— Start TEXT PROVIDED —
By the photo it is Anguila australis or A.reinhardti (or something like that) ie short finned or long finned eel (can't remember which). They don't have teeth but a wedge shape mouth that if it bits will effectively graze the skin at worst. They are good to eat but a real beach to prepare, nail the head to a tree, cut the throat and a strong pair of pliers pull the skin away, probably not worth the effort. still bloody great photos


----------



## joey (Jul 5, 2008)

Are these the "Unagi" that you get at Japanese restaurants? Or is that a different type of eel.


----------



## wopfish (Dec 4, 2006)

AGggggggggghhh frickin kreepy eeeels...... :shock:

We know a song about eels............ :twisted:


----------



## Ado (Mar 31, 2008)

Brilliant Paddy :lol: :lol: . Another Boosh fan. So that's where your avatar came from (or was it the other way around). You've inspired one of their best tunes!


----------



## Schmidty (Jul 28, 2008)

Here is a scary story, We were fishing in a small dinghy and the boat & motor lifted over a large black log in the shallow weedbed at Sussex Inlet. Much to our suprise but this 8 foot or 2.5 metres 40 cm deep log swam off in a sudden hurry after being run over by our 4 hp motor. I asked the orator of all fishing knowledge what it was ( The Sussex Inlet RSL Door Man), He replied that this the Inlet has been a breeding ground for these large eels for a few centuries, ( not sure he was around to validate this statement but I took him at this word) .
I can tell you that 2 weekend fishermen got the fright of their life and your eels must have been the babies from Sussex Inlet.


----------



## scleburne (Aug 10, 2008)

chris58 said:


> never had a problem in 7 ears.


I'd say going through 7 ears is quite a problem mate....


----------
— End TEXT PROVIDED —
**GIVEN TASK 1**
List the usernames that head the posts in the eel forum thread, in the order they appear.
— Start DATASET EXTRACT —
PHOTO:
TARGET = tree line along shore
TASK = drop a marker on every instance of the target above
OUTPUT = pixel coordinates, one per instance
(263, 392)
— End DATASET EXTRACT —
**GIVEN TASK 2**
Please scale the listing above: rewrite all its lines, requests included, with each answer coordinate multiplied by 0.65 and rounded to a whole number, halves rounded up.

**OUTPUT 1**
joey, wopfish, Ado, Schmidty, scleburne

**OUTPUT 2**
PHOTO:
TARGET = tree line along shore
TASK = drop a marker on every instance of the target above
OUTPUT = pixel coordinates, one per instance
(171, 255)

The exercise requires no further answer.